- Goal of the exercise: Please rewrite the items beginning at the line that has "Pick out each instance of the metal bracket" and stopping after the line that has "x=332 y=166", renaming "bridge" to "overpass" and leaving everything else unchanged.

[START OF Exercise input]

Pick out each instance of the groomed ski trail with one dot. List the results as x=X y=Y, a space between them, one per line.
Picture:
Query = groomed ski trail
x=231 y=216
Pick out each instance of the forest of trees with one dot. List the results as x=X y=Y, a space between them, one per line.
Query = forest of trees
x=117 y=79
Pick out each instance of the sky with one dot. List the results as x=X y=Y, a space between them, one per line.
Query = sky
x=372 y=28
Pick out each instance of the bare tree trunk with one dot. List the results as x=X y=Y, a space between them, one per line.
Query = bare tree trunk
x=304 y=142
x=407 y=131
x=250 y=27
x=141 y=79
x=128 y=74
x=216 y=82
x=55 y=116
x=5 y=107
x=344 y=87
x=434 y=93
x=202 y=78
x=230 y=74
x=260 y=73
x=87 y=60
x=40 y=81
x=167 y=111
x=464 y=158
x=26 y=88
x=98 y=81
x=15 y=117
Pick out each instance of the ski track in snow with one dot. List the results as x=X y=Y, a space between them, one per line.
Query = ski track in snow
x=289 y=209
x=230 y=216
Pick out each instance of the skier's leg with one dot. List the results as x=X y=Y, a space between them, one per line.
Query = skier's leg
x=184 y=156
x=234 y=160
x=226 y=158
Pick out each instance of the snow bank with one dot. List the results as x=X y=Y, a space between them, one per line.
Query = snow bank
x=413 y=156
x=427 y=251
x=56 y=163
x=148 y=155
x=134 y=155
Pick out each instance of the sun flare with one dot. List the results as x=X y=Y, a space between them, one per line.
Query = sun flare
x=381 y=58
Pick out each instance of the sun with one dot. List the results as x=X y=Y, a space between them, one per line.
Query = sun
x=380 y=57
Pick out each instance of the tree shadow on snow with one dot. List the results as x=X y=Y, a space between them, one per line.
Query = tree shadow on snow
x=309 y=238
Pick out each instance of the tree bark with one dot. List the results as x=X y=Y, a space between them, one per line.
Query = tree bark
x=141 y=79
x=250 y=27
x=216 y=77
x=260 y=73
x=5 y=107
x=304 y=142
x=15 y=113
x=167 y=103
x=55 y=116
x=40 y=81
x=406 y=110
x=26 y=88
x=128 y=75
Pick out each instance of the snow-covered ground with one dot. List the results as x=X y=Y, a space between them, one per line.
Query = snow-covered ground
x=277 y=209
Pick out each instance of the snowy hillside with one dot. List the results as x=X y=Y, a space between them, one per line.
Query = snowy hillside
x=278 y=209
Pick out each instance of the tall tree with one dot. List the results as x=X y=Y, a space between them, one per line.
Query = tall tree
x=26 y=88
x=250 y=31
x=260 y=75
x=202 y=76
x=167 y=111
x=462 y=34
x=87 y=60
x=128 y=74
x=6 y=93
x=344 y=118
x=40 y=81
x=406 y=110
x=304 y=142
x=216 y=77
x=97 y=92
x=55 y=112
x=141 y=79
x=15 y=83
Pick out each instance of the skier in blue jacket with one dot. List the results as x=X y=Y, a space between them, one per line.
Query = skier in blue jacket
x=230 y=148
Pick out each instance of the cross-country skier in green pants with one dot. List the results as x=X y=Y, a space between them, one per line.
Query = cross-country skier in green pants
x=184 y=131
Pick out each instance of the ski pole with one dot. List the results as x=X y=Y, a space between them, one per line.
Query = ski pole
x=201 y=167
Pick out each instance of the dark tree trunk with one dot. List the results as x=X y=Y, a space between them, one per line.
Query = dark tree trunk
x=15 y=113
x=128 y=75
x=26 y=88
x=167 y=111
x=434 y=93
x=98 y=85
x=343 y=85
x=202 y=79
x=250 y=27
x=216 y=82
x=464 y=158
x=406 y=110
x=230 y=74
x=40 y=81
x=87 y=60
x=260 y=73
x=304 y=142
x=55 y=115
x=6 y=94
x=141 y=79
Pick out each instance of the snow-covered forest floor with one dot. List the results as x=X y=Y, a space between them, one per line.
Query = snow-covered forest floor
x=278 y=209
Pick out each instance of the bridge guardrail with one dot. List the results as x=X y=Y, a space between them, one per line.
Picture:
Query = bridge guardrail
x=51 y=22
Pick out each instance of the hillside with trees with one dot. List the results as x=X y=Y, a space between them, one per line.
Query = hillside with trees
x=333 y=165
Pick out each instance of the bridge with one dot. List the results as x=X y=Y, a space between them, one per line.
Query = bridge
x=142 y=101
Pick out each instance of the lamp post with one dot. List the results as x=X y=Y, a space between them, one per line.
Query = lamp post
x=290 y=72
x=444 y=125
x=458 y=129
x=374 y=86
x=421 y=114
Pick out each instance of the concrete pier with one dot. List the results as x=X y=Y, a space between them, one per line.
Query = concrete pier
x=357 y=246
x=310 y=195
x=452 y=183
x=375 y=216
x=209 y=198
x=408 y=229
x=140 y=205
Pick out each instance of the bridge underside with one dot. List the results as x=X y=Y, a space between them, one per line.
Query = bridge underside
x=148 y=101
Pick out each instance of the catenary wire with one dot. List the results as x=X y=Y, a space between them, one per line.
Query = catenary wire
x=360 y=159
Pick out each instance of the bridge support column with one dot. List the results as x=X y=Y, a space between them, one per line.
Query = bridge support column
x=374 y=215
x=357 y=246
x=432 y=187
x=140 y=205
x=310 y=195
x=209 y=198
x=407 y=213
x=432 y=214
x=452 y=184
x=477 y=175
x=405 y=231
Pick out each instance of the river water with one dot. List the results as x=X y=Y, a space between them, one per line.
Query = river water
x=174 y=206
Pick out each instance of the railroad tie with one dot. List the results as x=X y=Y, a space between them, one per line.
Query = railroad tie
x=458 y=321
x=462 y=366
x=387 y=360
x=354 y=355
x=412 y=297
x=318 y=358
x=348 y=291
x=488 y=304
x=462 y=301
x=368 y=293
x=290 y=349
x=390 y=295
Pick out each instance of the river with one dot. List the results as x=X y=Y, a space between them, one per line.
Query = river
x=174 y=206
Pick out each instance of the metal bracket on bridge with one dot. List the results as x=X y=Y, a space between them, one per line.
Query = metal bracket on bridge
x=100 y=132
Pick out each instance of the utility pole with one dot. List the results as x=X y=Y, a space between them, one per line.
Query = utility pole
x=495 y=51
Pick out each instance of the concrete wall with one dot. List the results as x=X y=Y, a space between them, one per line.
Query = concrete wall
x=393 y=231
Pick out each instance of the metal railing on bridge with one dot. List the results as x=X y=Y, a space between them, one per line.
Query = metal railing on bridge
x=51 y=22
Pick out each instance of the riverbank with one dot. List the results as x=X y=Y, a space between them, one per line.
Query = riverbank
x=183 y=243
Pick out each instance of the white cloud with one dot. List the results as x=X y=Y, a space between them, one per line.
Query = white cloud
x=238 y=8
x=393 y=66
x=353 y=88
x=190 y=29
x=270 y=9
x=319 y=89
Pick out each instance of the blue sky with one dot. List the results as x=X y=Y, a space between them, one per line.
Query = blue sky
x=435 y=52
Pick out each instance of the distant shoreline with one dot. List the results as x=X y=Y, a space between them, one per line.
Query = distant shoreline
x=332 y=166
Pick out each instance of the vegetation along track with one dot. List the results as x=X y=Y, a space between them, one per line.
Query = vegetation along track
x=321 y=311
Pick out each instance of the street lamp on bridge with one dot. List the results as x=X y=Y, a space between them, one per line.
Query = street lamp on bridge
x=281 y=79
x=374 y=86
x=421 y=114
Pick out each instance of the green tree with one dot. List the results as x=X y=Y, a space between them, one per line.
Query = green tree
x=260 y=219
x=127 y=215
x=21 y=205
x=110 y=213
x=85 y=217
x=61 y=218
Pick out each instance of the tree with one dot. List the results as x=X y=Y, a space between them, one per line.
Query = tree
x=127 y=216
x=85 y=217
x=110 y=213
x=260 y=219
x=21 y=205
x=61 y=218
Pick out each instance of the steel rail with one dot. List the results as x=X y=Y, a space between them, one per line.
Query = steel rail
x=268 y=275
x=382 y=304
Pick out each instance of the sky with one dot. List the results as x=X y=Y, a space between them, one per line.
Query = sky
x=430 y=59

[END OF Exercise input]

- Reply to the task:
Pick out each instance of the metal bracket on overpass with one dot. List the results as x=X y=Y, a space between them, one per line.
Query = metal bracket on overpass
x=100 y=132
Pick out each instance of the utility pole with one dot. List the results as x=X y=Y, a space between them, one per line.
Query = utility pole
x=495 y=51
Pick out each instance of the concrete wall with one dot. List the results as x=X y=Y, a space between them, one per line.
Query = concrete wall
x=393 y=231
Pick out each instance of the metal railing on overpass with one dot. List the results as x=X y=Y, a space between them, one per line.
Query = metal railing on overpass
x=51 y=22
Pick out each instance of the riverbank with one dot. List the results as x=X y=Y, a space between them, one per line.
Query = riverbank
x=183 y=243
Pick out each instance of the white cloud with one dot. List the results as x=X y=Y, a space between them, one per line.
Query = white cloud
x=238 y=8
x=393 y=66
x=353 y=88
x=190 y=29
x=270 y=9
x=319 y=89
Pick out each instance of the blue sky with one dot. List the results as x=X y=Y, a space between them, one per line.
Query = blue sky
x=435 y=52
Pick out each instance of the distant shoreline with one dot. List the results as x=X y=Y, a space between them, one per line.
Query = distant shoreline
x=332 y=166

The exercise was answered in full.